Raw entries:
+ + + + + + +

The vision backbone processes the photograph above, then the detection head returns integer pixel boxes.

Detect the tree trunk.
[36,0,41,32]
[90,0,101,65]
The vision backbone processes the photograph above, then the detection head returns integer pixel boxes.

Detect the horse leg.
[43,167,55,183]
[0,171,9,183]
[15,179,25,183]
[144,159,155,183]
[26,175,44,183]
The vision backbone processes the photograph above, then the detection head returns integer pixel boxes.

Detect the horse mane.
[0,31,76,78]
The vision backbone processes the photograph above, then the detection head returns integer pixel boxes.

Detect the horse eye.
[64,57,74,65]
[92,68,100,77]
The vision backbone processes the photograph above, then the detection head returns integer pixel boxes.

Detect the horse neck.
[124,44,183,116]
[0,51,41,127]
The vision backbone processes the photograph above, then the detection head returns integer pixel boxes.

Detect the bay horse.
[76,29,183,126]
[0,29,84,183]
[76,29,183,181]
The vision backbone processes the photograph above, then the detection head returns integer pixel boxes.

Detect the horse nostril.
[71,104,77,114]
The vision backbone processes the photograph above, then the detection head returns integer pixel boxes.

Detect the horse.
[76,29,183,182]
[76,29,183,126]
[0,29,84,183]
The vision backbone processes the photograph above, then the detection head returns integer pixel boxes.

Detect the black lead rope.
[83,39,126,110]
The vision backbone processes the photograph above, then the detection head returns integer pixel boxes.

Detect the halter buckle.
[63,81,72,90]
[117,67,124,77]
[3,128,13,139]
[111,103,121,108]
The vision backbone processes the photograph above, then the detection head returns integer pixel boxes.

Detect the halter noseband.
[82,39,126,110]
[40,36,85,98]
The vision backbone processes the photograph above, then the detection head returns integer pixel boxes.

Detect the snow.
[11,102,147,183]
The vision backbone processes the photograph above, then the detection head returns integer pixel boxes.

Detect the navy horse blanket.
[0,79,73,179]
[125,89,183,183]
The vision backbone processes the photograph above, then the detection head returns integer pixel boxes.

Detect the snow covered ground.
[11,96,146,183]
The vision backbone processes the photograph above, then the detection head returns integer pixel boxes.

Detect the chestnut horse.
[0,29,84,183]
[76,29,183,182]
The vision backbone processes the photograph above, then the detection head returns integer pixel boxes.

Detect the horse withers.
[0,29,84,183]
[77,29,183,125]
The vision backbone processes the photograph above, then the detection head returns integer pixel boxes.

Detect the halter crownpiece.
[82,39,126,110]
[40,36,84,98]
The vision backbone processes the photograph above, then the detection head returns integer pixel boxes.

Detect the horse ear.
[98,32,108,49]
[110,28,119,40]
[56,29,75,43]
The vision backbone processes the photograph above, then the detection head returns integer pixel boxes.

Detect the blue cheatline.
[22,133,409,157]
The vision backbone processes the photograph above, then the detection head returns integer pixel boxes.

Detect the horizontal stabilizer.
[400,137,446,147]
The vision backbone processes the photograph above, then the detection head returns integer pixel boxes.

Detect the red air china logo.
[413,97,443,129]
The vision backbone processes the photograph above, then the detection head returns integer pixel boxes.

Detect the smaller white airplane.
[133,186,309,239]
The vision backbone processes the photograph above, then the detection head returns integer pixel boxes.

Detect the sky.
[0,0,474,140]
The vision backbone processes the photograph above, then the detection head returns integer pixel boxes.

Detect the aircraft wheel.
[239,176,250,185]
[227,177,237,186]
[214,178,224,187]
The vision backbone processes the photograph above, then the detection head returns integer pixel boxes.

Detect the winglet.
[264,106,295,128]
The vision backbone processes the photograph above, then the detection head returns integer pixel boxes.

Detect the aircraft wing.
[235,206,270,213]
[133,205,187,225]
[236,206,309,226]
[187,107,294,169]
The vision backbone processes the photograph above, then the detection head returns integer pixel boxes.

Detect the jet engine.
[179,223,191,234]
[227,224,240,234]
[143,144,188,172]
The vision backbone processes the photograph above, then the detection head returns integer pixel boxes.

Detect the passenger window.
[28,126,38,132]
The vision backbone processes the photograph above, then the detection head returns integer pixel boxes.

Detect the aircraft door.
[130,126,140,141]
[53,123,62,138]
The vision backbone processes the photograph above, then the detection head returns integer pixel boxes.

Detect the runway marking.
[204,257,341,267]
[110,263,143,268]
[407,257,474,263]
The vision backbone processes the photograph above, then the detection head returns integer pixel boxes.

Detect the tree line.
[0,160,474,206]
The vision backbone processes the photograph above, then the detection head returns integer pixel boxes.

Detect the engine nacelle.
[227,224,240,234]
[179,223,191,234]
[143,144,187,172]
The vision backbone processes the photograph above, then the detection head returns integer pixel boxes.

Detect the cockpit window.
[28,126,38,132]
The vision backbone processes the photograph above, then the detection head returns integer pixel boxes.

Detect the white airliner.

+ + + + + + +

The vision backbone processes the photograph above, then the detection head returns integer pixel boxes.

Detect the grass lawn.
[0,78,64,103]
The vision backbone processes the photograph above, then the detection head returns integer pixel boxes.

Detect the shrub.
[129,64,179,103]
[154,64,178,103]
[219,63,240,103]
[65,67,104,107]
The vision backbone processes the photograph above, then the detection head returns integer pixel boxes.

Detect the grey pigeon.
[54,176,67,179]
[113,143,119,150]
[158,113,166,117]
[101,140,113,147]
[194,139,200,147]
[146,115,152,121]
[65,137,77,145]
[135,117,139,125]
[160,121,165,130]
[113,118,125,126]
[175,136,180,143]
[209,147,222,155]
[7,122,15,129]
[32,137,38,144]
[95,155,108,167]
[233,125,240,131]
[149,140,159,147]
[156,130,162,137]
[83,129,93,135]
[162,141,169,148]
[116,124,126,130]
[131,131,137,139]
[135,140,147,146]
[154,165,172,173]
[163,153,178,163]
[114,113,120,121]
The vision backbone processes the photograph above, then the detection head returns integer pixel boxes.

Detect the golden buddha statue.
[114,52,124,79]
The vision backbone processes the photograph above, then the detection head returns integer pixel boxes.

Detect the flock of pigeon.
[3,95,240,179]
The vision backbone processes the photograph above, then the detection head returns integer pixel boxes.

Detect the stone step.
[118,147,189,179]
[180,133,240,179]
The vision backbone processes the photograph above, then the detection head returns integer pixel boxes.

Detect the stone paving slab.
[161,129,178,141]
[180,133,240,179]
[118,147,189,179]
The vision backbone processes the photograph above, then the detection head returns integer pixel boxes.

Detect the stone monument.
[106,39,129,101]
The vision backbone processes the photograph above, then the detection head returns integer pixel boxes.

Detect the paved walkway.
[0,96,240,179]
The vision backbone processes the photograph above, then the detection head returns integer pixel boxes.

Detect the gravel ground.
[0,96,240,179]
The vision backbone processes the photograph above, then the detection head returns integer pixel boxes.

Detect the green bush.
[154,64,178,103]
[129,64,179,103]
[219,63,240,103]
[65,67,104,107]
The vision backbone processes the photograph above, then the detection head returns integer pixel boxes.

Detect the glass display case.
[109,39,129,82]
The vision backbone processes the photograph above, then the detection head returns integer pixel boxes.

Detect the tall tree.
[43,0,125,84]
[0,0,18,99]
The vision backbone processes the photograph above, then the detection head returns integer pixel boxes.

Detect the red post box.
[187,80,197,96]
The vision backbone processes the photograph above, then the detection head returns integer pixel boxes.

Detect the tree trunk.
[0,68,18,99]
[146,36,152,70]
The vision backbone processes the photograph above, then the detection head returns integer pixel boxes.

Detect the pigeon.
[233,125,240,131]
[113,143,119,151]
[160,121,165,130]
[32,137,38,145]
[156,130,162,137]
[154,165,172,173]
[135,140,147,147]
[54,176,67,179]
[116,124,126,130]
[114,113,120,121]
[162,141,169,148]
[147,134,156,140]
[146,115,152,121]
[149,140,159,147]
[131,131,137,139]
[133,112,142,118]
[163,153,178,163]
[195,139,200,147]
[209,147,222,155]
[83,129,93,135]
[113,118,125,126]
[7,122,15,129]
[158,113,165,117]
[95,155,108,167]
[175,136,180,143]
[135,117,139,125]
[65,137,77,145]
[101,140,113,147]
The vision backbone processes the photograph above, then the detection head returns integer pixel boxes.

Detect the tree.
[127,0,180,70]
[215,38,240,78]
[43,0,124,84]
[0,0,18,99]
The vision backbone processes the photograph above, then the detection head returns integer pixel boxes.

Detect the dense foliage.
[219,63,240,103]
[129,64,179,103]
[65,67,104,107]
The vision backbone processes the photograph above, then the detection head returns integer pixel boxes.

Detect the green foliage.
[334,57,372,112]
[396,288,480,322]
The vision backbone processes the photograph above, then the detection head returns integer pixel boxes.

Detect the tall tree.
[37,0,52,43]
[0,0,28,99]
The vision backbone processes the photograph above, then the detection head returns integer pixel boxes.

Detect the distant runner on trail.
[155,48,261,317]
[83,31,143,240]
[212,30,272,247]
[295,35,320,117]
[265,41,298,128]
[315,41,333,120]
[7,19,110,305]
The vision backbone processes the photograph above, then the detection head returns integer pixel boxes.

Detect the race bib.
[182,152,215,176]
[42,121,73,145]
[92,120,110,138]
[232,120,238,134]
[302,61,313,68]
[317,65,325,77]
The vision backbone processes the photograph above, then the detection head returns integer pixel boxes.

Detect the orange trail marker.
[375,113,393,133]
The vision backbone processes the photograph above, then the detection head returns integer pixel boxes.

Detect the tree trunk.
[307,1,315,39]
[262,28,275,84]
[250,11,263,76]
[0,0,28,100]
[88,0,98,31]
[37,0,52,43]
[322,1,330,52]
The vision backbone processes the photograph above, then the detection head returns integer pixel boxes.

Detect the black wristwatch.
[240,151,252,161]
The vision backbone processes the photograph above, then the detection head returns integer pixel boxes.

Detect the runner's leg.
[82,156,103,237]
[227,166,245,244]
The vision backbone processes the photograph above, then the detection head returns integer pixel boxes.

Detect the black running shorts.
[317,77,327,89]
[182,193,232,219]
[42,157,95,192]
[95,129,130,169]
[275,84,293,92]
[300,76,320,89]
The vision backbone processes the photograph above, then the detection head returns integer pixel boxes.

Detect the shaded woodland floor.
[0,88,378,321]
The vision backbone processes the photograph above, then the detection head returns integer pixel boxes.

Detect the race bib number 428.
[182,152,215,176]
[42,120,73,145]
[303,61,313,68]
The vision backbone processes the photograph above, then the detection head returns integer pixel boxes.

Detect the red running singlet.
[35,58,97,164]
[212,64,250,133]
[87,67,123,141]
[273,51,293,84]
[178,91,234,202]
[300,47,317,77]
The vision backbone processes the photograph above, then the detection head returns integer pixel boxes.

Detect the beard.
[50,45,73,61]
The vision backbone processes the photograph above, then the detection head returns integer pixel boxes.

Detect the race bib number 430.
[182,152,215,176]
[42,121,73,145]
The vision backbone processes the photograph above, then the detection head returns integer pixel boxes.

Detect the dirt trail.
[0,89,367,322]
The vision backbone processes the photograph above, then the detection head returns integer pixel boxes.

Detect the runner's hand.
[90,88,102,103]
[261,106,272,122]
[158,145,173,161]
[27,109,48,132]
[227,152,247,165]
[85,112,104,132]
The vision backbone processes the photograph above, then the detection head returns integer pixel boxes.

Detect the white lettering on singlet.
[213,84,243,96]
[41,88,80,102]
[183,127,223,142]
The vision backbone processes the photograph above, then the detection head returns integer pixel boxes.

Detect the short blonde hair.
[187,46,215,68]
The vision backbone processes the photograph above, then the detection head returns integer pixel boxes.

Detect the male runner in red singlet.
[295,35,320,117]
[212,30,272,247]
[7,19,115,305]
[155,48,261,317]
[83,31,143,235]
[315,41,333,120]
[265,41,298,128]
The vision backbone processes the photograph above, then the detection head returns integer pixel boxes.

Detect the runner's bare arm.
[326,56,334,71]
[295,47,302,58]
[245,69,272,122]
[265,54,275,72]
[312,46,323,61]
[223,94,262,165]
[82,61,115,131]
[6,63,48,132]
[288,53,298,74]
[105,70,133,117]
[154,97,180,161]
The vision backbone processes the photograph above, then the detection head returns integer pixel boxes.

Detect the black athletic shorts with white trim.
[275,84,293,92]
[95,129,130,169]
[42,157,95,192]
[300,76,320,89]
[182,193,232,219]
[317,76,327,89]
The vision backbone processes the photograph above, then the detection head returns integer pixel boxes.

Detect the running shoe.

+ + + + + + +

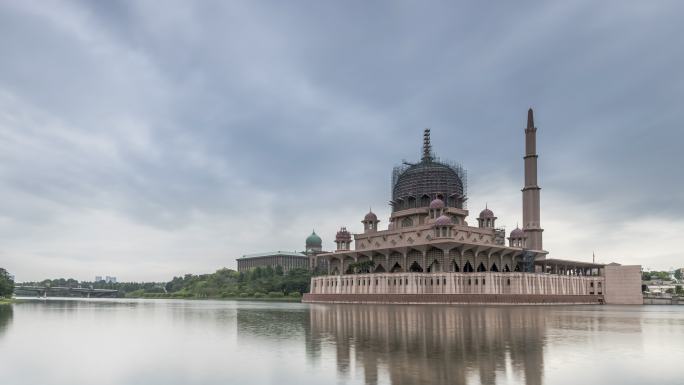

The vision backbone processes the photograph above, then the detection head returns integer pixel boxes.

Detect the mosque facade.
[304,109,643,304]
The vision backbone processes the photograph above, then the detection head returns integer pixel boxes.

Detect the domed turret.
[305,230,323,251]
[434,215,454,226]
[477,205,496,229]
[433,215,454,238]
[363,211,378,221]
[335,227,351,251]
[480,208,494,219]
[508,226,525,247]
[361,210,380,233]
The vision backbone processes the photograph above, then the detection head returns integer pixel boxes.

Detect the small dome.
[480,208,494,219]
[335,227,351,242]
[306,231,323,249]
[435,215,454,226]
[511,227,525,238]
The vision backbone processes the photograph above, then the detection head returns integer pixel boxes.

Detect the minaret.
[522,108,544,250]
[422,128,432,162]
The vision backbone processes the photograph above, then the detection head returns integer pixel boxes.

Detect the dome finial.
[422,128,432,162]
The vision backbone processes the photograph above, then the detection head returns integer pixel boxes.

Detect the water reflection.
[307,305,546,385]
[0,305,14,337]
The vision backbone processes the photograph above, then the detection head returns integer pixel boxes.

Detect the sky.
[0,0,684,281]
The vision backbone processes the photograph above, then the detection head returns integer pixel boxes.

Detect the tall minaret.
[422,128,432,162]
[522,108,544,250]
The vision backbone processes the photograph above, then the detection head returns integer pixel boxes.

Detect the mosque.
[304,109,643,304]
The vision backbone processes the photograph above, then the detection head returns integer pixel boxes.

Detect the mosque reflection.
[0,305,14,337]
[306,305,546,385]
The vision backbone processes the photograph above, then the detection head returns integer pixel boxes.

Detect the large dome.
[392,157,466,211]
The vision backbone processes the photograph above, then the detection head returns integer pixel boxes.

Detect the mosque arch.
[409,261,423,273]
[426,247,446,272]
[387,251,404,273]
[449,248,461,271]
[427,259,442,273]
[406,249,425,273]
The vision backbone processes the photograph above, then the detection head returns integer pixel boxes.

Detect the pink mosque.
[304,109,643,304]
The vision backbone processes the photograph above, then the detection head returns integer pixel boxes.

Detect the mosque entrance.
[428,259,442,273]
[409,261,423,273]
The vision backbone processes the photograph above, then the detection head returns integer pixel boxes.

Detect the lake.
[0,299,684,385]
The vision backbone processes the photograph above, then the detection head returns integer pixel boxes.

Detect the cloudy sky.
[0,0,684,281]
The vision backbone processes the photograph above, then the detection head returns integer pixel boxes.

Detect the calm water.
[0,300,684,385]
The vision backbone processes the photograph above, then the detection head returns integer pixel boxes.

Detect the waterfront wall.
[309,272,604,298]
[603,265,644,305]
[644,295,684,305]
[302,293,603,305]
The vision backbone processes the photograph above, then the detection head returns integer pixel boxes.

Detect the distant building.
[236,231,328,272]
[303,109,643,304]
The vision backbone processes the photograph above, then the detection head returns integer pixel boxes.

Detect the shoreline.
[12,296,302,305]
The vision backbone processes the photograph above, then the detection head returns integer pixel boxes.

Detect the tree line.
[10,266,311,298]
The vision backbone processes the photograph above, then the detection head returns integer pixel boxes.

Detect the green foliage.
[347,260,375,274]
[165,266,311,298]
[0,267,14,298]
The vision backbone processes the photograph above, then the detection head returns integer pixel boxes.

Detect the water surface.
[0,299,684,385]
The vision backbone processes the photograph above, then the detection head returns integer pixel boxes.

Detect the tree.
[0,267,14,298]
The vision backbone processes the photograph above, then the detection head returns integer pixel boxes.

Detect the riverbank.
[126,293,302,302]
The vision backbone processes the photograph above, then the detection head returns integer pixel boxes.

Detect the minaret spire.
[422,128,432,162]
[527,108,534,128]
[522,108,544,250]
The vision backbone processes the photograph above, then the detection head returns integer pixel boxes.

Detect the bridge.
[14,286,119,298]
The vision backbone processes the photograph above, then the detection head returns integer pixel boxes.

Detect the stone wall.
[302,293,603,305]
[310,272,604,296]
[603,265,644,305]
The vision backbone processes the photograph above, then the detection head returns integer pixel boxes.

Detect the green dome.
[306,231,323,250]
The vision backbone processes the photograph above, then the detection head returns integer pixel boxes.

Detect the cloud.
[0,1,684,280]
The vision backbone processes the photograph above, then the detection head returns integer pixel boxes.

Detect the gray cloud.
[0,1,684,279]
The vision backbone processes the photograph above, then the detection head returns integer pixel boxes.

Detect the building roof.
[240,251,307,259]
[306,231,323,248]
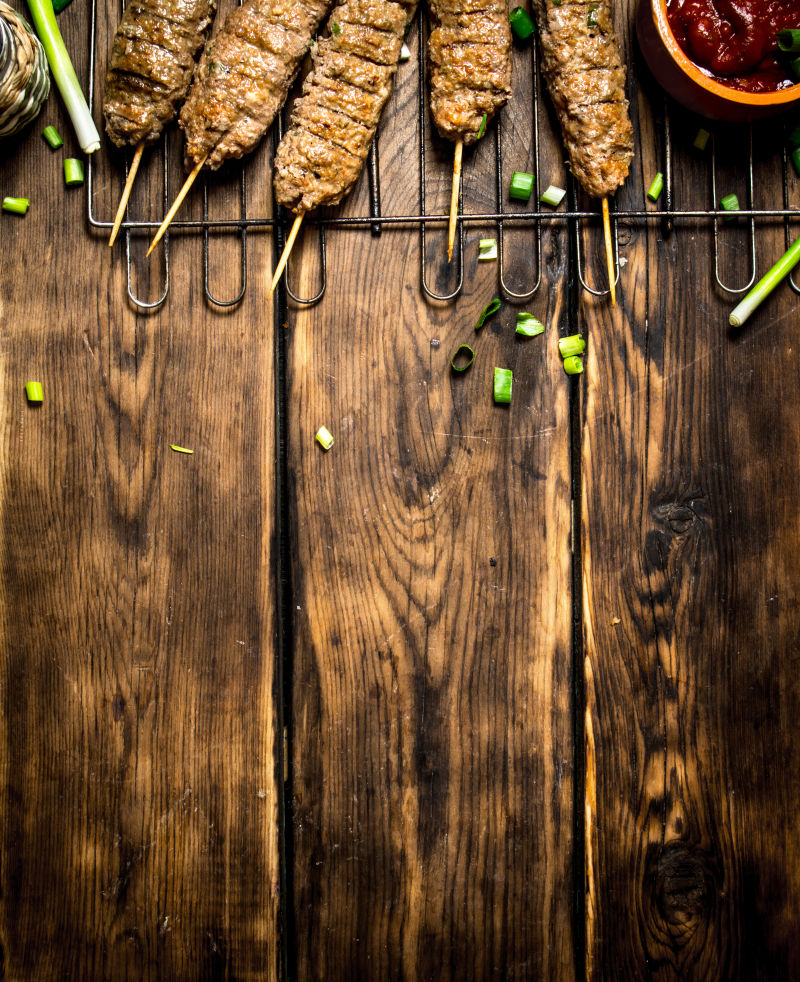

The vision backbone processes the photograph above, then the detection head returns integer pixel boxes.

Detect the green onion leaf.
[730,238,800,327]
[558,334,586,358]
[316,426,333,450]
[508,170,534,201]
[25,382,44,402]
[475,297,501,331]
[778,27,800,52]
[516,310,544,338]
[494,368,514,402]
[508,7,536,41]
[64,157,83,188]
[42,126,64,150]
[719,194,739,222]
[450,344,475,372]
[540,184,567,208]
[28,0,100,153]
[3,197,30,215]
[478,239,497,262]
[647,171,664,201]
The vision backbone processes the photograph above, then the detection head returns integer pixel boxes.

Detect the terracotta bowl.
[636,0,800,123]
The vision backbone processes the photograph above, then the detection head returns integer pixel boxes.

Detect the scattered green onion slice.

+ + + + + + +

▸ Direction
Display every line of the entries above that contains the string "black". Letter case counts.

▸ Solution to the problem
Detect the black lead rope.
Detect the black wristwatch.
Detect the black running shorts.
Detect the black athletic shorts with white trim.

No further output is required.